_Given text_
BEGIN

Antoun, Elie, Kitaba, Negusse T., Titcombe, Philip, Dalrymple, Kathryn V., Garratt, Emma S., Barton, Sheila J., Murray, Robert, Seed, Paul T., Holbrook, Joanna D., Kobor, Michael S., Lin, David Ts, Macisaac, Julia L., Burdge, Graham C., White, Sara L., Poston, Lucilla, Godfrey, Keith M. and Lillycrop, Karen A. (2020) Maternal dysglycaemia, changes in the infant's epigenome modified with a diet and physical activity intervention in pregnancy: Secondary analysis of a randomised control trial. PLoS Medicine, 17 (11), [e1003229]. (doi:10.1371/journal.pmed.1003229).

Record type: Article

Abstract

BACKGROUND: Higher maternal plasma glucose (PG) concentrations, even below gestational diabetes mellitus (GDM) thresholds, are associated with adverse offspring outcomes, with DNA methylation proposed as a mediating mechanism. Here, we examined the relationships between maternal dysglycaemia at 24 to 28 weeks' gestation and DNA methylation in neonates and whether a dietary and physical activity intervention in pregnant women with obesity modified the methylation signatures associated with maternal dysglycaemia.

METHODS AND FINDINGS: We investigated 557 women, recruited between 2009 and 2014 from the UK Pregnancies Better Eating and Activity Trial (UPBEAT), a randomised controlled trial (RCT), of a lifestyle intervention (low glycaemic index (GI) diet plus physical activity) in pregnant women with obesity (294 contol, 263 intervention). Between 27 and 28 weeks of pregnancy, participants had an oral glucose (75 g) tolerance test (OGTT), and GDM diagnosis was based on diagnostic criteria recommended by the International Association of Diabetes and Pregnancy Study Groups (IADPSG), with 159 women having a diagnosis of GDM. Cord blood DNA samples from the infants were interrogated for genome-wide DNA methylation levels using the Infinium Human MethylationEPIC BeadChip array. Robust regression was carried out, adjusting for maternal age, smoking, parity, ethnicity, neonate sex, and predicted cell-type composition. Maternal GDM, fasting glucose, 1-h, and 2-h glucose concentrations following an OGTT were associated with 242, 1, 592, and 17 differentially methylated cytosine-phosphate-guanine (dmCpG) sites (false discovery rate (FDR) ≤ 0.05), respectively, in the infant's cord blood DNA. The most significantly GDM-associated CpG was cg03566881 located within the leucine-rich repeat-containing G-protein coupled receptor 6 (LGR6) (FDR = 0.0002). Moreover, we show that the GDM and 1-h glucose-associated methylation signatures in the cord blood of the infant appeared to be attenuated by the dietary and physical activity intervention during pregnancy; in the intervention arm, there were no GDM and two 1-h glucose-associated dmCpGs, whereas in the standard care arm, there were 41 GDM and 160 1-h glucose-associated dmCpGs. A total of 87% of the GDM and 77% of the 1-h glucose-associated dmCpGs had smaller effect sizes in the intervention compared to the standard care arm; the adjusted r2 for the association of LGR6 cg03566881 with GDM was 0.317 (95% confidence interval (CI) 0.012, 0.022) in the standard care and 0.240 (95% CI 0.001, 0.015) in the intervention arm. Limitations included measurement of DNA methylation in cord blood, where the functional significance of such changes are unclear, and because of the strong collinearity between treatment modality and severity of hyperglycaemia, we cannot exclude that treatment-related differences are potential confounders.

END

_Extracted data_
BEGIN

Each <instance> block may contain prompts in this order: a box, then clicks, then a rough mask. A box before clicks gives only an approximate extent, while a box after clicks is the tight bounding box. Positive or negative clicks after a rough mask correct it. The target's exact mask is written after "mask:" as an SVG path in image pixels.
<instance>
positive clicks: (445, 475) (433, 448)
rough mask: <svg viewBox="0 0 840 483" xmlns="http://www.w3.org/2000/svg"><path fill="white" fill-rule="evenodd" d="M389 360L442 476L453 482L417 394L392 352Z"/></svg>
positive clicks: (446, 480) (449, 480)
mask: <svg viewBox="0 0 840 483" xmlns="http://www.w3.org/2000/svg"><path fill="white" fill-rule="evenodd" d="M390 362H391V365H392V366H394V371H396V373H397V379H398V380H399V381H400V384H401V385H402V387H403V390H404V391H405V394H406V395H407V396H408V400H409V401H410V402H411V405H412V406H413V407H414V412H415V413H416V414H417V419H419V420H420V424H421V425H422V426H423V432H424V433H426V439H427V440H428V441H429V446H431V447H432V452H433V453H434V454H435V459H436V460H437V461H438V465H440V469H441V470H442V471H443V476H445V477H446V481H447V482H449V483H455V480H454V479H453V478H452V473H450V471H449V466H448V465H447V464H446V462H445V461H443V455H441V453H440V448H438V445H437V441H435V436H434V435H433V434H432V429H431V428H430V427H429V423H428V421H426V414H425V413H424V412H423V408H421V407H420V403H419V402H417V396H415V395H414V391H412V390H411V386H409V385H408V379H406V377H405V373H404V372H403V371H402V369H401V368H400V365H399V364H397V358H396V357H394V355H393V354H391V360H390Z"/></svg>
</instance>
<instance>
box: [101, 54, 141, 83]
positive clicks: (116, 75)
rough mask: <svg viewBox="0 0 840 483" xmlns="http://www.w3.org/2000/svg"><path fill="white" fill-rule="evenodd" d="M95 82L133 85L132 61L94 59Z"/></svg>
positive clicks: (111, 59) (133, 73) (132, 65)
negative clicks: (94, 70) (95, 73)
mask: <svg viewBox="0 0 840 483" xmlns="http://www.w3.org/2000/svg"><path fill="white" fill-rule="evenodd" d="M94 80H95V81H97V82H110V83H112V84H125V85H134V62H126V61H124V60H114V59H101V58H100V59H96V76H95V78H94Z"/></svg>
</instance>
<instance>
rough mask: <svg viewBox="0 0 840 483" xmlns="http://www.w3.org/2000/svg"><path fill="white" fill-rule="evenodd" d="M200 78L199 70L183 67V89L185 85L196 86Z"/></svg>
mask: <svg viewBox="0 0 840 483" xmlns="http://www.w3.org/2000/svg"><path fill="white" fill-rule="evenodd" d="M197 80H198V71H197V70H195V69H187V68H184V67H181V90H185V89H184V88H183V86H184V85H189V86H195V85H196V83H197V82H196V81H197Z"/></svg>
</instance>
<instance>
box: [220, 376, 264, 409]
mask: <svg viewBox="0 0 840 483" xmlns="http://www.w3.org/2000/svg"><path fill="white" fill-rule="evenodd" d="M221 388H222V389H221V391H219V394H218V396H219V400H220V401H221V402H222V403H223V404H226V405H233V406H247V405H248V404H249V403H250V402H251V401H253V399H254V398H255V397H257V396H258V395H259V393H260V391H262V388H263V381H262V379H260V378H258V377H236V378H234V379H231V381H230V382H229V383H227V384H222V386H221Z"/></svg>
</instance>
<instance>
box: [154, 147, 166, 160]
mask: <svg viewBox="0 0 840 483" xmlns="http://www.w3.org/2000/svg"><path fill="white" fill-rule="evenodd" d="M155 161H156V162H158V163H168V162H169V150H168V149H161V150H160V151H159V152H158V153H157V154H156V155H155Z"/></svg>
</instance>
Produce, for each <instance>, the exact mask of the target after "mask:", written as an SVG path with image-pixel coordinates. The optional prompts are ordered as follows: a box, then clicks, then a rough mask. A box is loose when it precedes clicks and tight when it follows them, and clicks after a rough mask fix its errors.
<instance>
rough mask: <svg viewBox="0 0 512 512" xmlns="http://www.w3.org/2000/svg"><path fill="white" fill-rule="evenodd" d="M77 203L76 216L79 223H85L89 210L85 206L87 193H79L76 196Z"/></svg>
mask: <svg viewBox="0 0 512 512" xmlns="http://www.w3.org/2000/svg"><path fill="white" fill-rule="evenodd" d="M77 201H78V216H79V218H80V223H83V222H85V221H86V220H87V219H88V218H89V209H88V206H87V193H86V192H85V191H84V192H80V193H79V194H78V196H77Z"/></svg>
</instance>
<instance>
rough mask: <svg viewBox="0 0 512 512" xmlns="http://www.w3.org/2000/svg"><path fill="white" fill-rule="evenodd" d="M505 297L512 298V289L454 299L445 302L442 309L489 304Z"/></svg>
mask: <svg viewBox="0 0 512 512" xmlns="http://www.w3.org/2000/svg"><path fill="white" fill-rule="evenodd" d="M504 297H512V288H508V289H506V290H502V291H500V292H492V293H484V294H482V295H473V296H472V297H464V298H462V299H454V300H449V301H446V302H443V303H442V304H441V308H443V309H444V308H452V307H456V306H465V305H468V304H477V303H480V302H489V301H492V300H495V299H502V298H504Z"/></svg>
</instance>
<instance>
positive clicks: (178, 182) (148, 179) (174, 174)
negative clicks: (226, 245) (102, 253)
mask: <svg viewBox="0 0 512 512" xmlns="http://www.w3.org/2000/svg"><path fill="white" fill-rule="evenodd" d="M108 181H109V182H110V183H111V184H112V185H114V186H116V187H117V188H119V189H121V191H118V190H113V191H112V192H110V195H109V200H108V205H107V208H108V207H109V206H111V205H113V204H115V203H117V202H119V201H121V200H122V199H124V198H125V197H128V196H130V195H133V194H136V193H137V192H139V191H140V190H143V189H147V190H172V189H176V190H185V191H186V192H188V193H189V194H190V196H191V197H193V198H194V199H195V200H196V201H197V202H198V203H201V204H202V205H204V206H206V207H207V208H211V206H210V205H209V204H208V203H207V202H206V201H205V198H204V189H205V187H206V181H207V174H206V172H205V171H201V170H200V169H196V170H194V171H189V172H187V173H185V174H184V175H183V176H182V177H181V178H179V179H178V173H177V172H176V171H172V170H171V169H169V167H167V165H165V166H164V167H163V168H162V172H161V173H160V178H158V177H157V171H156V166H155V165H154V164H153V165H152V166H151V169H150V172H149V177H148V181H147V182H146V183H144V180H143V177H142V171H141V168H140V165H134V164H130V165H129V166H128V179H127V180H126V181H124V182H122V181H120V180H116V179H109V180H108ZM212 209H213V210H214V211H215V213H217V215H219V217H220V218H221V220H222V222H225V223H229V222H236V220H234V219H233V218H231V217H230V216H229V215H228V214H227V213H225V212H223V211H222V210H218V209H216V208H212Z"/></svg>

END

_Problem description_
In the abstract, change "neonates" to "newborns" in the stretch from "Record type: Article" through "with maternal dysglycaemia.", and give that stretch again. Use only the abstract.

_Solution to the problem_
Record type: Article

Abstract

BACKGROUND: Higher maternal plasma glucose (PG) concentrations, even below gestational diabetes mellitus (GDM) thresholds, are associated with adverse offspring outcomes, with DNA methylation proposed as a mediating mechanism. Here, we examined the relationships between maternal dysglycaemia at 24 to 28 weeks' gestation and DNA methylation in newborns and whether a dietary and physical activity intervention in pregnant women with obesity modified the methylation signatures associated with maternal dysglycaemia.